══ Dataset excerpts

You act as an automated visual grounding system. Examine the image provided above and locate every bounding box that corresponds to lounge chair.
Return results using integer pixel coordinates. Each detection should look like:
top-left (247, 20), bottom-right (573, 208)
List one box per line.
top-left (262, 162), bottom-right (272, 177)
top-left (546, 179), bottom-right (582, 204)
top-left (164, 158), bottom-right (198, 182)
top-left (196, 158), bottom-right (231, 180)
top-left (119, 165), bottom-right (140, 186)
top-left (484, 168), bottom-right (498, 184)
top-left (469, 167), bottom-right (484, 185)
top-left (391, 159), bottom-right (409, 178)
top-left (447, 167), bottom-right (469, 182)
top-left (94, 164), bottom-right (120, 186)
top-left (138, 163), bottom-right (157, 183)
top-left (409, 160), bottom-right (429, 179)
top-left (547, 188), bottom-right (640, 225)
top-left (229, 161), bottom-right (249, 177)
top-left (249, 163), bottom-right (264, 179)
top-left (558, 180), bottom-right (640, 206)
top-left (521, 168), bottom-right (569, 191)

════

• **Set task**
Take the items from their first line through the line containing "List one box per line." and write those lines out again, replacing "lounge chair" with "deck chair" and leaving everything else unchanged.

• **Completed exercise**
You act as an automated visual grounding system. Examine the image provided above and locate every bounding box that corresponds to deck chair.
Return results using integer pixel coordinates. Each detection should look like:
top-left (247, 20), bottom-right (573, 208)
List one box per line.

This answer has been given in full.